HOW TO COMPLETE THIS TASK: Carry on the news report about malaria in pregnancy in southern Tanzania, picking up right after its final sentence.

QUOTED PASSAGE:
--------------------------------------------------

Mtwara/Lindi — At the eighth month of her pregnancy, Asha Wemba, 37, made the first clinic visit to Ufukweni Dispensary. However, it was well past the recommended time.
Living in Lindi Region - one of the country's malaria-endemic areas - Ms Wemba had no idea that she was putting her life (and that of unborn baby) at risk of death from Malaria in Pregnancy (MiP).
"MiP has led to many cases of maternal deaths in this region," says Dr Silvia Mamkwe, the Mtwara Regional Medical Officer.
Medics say the risk of malaria infection in pregnant women increases due to changes in hormonal levels and immune system that is why they are required to prevent the disease to protect pregnant women and their unborn babies.
The World Health Organisation (WHO) recommends that antimalarial medicines - Intermittent Preventive Treatment in pregnancy (IPTp) - must be given to pregnant women at routine antenatal care visits whether they carry parasites or not.

--------------------------------------------------

INPUT DATA:
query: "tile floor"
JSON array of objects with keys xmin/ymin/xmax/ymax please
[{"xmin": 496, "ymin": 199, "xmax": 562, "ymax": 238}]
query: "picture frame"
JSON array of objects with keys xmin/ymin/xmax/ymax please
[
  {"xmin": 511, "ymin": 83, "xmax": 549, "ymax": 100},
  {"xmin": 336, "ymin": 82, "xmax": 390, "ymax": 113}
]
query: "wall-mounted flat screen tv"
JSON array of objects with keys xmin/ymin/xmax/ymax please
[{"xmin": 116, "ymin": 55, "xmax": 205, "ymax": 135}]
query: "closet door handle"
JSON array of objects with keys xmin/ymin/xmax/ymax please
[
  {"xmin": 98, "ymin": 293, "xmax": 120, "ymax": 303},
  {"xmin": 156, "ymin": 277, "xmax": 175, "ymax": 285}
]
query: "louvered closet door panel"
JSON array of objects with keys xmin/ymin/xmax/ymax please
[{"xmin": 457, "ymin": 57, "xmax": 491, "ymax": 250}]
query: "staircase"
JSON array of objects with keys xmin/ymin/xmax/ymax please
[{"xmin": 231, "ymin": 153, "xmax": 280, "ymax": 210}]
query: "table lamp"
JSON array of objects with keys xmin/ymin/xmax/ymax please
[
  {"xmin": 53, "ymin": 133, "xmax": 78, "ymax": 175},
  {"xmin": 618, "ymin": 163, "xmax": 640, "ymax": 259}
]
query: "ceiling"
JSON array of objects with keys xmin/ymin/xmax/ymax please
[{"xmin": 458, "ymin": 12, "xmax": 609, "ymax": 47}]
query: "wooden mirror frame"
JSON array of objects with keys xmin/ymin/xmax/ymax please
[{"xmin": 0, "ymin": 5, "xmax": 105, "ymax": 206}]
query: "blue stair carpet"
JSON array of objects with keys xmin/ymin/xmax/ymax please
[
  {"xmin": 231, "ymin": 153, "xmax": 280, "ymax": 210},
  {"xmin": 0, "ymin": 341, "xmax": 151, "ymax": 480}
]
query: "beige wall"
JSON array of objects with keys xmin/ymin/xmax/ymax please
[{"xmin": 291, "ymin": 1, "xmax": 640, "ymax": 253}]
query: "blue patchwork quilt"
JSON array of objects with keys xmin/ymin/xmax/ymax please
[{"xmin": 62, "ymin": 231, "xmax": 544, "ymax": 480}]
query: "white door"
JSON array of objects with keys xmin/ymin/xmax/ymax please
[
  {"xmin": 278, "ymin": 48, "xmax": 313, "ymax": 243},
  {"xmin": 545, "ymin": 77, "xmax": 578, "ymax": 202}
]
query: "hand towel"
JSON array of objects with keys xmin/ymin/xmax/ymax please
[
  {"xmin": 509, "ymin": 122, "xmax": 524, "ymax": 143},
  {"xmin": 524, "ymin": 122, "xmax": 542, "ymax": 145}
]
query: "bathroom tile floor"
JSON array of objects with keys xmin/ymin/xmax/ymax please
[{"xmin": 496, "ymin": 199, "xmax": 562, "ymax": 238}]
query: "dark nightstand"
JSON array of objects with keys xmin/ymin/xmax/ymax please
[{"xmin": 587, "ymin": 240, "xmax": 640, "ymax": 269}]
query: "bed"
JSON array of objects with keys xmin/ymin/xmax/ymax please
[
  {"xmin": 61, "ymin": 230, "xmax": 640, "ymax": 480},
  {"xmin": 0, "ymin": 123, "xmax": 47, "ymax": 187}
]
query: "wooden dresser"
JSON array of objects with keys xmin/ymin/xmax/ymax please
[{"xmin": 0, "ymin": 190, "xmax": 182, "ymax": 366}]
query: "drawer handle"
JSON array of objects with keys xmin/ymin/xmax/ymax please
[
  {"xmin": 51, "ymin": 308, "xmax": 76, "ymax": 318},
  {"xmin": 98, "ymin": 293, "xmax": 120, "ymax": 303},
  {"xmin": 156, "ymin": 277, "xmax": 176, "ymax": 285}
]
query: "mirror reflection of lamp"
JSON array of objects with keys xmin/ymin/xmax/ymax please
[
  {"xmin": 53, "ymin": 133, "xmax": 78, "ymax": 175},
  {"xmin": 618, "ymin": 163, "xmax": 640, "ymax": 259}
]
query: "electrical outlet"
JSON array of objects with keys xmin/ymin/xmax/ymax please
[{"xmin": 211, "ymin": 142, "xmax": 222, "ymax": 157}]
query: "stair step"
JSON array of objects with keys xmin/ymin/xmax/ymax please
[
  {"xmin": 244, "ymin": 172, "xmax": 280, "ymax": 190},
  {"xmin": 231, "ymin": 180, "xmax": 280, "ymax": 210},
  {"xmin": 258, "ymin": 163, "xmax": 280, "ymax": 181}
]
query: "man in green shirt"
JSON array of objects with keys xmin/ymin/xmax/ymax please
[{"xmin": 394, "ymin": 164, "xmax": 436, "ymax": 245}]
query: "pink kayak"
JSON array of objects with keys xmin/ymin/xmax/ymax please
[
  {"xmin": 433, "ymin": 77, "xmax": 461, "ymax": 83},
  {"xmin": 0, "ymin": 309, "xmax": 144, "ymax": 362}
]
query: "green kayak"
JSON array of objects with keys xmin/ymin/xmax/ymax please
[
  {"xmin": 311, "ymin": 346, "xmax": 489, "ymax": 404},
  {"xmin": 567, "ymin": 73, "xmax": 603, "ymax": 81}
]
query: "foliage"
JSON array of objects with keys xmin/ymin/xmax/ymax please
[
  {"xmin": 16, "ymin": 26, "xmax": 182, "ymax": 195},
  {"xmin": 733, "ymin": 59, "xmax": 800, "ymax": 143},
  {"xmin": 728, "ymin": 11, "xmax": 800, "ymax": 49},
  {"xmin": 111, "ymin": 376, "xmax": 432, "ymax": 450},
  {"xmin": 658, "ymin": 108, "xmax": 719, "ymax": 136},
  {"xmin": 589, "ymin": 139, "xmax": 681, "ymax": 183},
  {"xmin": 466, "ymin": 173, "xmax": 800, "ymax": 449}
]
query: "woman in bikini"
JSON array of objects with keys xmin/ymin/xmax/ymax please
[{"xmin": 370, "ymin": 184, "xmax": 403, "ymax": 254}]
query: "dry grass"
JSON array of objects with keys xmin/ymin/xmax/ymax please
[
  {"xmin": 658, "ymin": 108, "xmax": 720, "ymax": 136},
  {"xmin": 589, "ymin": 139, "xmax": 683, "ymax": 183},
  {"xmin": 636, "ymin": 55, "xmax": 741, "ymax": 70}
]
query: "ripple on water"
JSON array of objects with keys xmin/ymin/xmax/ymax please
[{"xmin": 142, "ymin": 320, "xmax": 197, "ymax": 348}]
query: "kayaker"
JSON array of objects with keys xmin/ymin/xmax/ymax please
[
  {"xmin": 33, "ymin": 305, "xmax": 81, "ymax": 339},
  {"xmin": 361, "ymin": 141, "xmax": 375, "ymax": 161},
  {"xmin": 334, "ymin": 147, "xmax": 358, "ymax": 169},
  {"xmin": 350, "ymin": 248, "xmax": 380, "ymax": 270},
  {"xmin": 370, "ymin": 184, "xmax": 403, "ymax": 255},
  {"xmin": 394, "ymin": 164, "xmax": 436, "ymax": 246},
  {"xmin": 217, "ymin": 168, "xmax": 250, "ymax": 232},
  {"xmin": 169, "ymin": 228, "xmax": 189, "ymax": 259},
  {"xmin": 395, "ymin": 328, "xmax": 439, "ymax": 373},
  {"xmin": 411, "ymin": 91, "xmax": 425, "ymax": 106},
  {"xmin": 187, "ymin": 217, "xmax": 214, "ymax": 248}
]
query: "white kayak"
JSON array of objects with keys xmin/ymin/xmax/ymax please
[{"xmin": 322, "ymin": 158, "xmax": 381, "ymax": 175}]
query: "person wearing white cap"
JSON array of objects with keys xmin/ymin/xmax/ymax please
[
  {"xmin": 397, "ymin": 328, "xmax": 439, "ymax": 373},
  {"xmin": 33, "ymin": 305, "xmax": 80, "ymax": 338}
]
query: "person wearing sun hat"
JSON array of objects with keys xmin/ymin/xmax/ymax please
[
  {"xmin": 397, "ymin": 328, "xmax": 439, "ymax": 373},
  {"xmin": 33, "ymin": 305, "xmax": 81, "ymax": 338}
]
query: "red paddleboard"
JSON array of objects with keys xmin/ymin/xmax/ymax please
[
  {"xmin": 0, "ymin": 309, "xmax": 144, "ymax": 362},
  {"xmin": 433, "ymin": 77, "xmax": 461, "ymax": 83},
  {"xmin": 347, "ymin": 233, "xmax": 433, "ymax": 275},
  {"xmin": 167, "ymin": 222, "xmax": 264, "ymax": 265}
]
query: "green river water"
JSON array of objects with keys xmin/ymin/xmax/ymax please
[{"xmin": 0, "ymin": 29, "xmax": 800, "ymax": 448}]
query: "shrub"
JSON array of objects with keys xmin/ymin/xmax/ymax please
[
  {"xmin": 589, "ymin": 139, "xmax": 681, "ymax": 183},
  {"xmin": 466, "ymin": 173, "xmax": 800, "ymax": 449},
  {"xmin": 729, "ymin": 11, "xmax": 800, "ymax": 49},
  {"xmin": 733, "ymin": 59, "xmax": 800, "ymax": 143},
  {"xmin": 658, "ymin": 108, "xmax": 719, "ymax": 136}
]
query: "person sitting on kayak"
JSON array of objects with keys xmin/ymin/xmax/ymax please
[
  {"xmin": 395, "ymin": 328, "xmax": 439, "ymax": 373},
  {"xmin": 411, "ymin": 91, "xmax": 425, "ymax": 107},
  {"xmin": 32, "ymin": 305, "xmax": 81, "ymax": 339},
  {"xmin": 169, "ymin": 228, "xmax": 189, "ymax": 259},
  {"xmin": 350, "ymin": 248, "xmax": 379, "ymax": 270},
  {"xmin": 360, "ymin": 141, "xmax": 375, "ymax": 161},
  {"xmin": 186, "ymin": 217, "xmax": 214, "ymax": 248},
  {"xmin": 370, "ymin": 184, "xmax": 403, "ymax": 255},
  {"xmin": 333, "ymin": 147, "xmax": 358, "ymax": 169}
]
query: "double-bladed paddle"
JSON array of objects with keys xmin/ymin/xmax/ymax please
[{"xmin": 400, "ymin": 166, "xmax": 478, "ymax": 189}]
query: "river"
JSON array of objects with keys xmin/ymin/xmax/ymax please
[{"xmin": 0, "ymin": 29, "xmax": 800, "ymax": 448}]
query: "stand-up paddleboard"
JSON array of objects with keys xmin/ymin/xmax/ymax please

--------------------------------------------------

TASK RESULT:
"Many women tend to ignore or skip the visits, which is dangerous for both mother and unborn baby," says Dr Mamkwe.
For Ms Wemba, malaria did not pose any threat. She had headache, fatigue and fever, yet it took the effort of a Community Health Worker in her area to advise her to go to the clinic, where she was diagnosed and treated for malaria.
Upon being informed on how untreated malaria during pregnancy could have caused serious complications including death, Ms Wemba vowed to spread the message to other women.
"From now on, I will tell other women to go to the clinic as soon as they realise they are pregnant," she said.
Her case is not isolated. A number of women across the country are not generally aware of the importance of antenatal clinics and why malaria in pregnancy is fatal.
Yet, a study titled: Monitoring Compliance and Acceptability of Intermittent Preventive Treatment of Malaria Using Sulfadoxine Pyrimethamine after Ten Years of Implementation in Tanzania, said at times the drugs are unavailable to the women.
"We conclude that unavailability of Antenatal Care (ANC) drugs is the major reason hindering the implementation of IPTp-SP," said a 2017 study published in the Journal Malaria Research and Treatment.
The Tanzania National Malaria Movement (Tanam) says there is a pressing need to raise voices high for women across the country on the importance of attending early antenatal clinic visits and adhering to IPTp.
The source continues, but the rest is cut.